*** Opening of EXERCISE TEXT ***

London’s loss of the crown as Europe’s top trading hub is only the latest in a year-long string of bad news for the UK.
On January 1, the UK left the European Union’s single market; on January 4, the first business day after the transition period, €6.5 billion ($7.9 billion) in daily trading migrated to EU stock exchanges, roughly halving London’s pre-Brexit averages.
Althought long anticipated, the overnight loss felt no less traumatic. Among the financial centers taking a chunk of the business from the City of London, the biggest winner was Amsterdam. In January, according to the global exchange operator Cboe Global Markets, the Netherlands capital averaged €9.2 billion traded a day while London mustered only €8.6 billion. This compares with an average of €17.5 billion per day in London last year, when Frankfurt was second with €5.9 billion and Amsterdam a distant sixth at €2.6 billion.

*** Close of EXERCISE TEXT ***
*** Opening of SUPPLIED ENTRIES ***

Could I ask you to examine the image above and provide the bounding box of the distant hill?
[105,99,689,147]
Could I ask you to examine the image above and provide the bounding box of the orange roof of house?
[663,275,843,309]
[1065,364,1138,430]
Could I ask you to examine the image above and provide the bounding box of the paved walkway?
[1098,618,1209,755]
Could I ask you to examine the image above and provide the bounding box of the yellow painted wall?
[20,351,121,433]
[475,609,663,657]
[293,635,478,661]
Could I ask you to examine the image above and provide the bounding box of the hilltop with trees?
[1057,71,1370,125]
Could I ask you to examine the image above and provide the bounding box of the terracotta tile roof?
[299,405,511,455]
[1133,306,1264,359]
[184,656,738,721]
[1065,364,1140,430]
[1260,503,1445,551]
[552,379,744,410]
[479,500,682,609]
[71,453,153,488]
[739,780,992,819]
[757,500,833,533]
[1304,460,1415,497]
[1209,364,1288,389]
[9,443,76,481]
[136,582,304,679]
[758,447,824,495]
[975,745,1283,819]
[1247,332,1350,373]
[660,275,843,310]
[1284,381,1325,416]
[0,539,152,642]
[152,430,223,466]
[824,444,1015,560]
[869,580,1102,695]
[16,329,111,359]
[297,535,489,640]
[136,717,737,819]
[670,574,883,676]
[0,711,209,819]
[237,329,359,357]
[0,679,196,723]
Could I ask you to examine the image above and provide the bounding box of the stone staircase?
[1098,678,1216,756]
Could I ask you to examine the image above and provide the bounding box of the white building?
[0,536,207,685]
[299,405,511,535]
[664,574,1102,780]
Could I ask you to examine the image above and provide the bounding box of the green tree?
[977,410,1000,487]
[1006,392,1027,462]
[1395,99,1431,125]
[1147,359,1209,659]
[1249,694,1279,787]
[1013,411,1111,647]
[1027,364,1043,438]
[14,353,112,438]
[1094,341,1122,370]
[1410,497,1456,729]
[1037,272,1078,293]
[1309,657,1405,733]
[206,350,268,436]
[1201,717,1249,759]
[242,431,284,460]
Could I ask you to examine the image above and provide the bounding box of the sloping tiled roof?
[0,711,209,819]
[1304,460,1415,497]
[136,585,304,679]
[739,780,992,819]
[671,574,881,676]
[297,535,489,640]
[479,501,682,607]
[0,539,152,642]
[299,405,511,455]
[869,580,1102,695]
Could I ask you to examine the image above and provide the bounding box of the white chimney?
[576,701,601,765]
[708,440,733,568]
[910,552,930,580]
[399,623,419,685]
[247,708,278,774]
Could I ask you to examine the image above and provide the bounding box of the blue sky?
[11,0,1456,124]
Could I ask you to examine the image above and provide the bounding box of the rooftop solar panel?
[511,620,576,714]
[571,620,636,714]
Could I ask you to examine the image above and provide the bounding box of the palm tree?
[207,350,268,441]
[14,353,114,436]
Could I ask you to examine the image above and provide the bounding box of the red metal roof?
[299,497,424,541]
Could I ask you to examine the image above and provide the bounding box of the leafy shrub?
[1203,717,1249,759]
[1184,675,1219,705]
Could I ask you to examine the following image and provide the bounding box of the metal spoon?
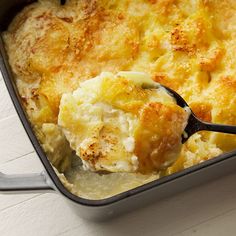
[142,83,236,143]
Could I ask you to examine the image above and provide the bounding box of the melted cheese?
[58,72,188,173]
[3,0,236,199]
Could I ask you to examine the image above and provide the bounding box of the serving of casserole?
[3,0,236,199]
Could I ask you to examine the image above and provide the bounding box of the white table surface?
[0,72,236,236]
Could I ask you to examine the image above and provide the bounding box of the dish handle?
[0,171,54,193]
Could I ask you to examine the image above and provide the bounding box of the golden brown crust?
[4,0,236,175]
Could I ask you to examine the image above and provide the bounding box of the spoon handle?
[182,113,236,143]
[202,122,236,134]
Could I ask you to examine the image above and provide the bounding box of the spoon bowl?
[142,82,236,143]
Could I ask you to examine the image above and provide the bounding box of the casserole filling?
[58,72,188,173]
[3,0,236,199]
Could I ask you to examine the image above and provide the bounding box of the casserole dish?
[0,0,236,220]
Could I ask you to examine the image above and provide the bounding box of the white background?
[0,74,236,236]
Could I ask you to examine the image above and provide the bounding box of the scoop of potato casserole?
[3,0,236,199]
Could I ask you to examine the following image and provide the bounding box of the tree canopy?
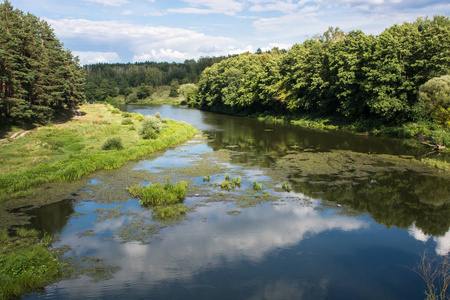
[190,16,450,124]
[0,1,85,122]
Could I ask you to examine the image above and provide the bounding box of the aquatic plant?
[139,116,162,139]
[102,137,123,150]
[152,203,189,220]
[0,228,64,299]
[252,181,262,191]
[233,176,242,186]
[281,182,292,192]
[0,104,197,201]
[122,118,133,125]
[220,180,233,190]
[127,185,144,198]
[127,181,188,206]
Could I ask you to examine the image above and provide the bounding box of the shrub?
[125,94,138,104]
[153,204,188,220]
[132,181,188,206]
[252,181,262,191]
[281,182,292,192]
[139,116,162,139]
[122,118,133,125]
[102,137,123,150]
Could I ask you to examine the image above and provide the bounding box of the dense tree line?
[0,1,85,123]
[85,56,228,101]
[189,16,450,124]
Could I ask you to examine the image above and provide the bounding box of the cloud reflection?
[408,224,450,256]
[52,202,368,297]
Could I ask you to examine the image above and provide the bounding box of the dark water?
[24,106,450,299]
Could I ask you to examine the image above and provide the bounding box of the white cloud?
[168,0,244,15]
[253,6,322,32]
[408,224,450,256]
[250,0,308,13]
[83,0,128,6]
[72,51,120,65]
[121,10,133,16]
[47,19,236,61]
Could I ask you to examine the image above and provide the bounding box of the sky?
[10,0,450,65]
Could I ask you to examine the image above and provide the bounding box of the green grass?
[252,181,262,191]
[220,180,233,190]
[127,181,188,206]
[127,181,189,220]
[152,203,189,220]
[0,228,64,299]
[0,104,197,201]
[281,182,292,192]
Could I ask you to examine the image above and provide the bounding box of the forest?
[85,56,231,103]
[0,1,85,123]
[189,16,450,131]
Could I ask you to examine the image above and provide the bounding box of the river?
[26,105,450,300]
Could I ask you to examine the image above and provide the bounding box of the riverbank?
[0,104,197,202]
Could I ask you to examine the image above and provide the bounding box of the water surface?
[23,106,450,299]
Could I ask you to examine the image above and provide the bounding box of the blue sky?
[10,0,450,64]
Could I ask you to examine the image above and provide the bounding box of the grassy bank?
[0,104,197,201]
[0,228,64,299]
[110,83,196,105]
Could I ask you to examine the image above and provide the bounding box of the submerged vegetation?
[0,228,64,299]
[127,181,189,219]
[0,104,197,200]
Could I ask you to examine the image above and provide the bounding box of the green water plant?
[127,181,188,206]
[252,181,262,191]
[102,137,124,150]
[121,118,133,125]
[0,228,64,299]
[233,176,242,186]
[220,180,234,190]
[281,182,292,192]
[152,203,189,220]
[139,116,163,139]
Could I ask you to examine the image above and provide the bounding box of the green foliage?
[192,16,450,126]
[220,180,233,190]
[102,137,124,150]
[125,94,138,104]
[136,83,151,99]
[152,203,189,220]
[0,1,88,123]
[416,75,450,127]
[233,176,242,186]
[0,228,64,299]
[252,181,262,191]
[122,118,133,125]
[139,116,163,139]
[169,79,180,98]
[281,182,292,192]
[127,181,188,206]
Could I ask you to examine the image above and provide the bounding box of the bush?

*** Close of SUPPLIED ENTRIES ***

> **PROBLEM DETAILS**
Continue the piece about London losing trading business after Brexit, starting right after its last sentence.

> **ANSWER SPACE**
“The shift is directly related to Brexit,” says Keith Pilbeam, professor of international economics and finance at City, University of London, “because Boris Johnson’s trade deal did not involve an immediate equivalence recognition for the UK financial services sector.” Brussels has not recognized British trading venues as having the same supervisory status as its own. “As a result,” he says, “while UK financial institutions can still trade shares in EU companies in London, they cannot do so for their EU-based clients.”
Given the windfall enjoyed by Amsterdam and other continental exchanges, he predicts, the European Commission will be in no rush to grant access to its markets.
London’s loss of the crown as Europe’s top trading hub is only the latest in a year-long string of bad news for the UK, from the surge in coronavirus cases to the collapse of its economic growth. Yet, some close observers believe the City could still regain some of its competitive edge. One move in such a direction was the UK Treasury’s decision in January to lift a prohibition on trading of Swiss shares such as Nestlé and Roche, reversing a 2019 EU ban triggered by a spat over stalled trade negotiations.
The volume generated, roughly €1 billion in trading per day, will hardly compensate for the loss in EU shares, however.
“There can be no easy resolution of this issue while the British government fails to commit to changes in EU regulations,” Pilbeam warns. “The more the UK government dithers on the issue, the longer the EU will take to make clear in what areas it is prepared to grant financial equivalence.”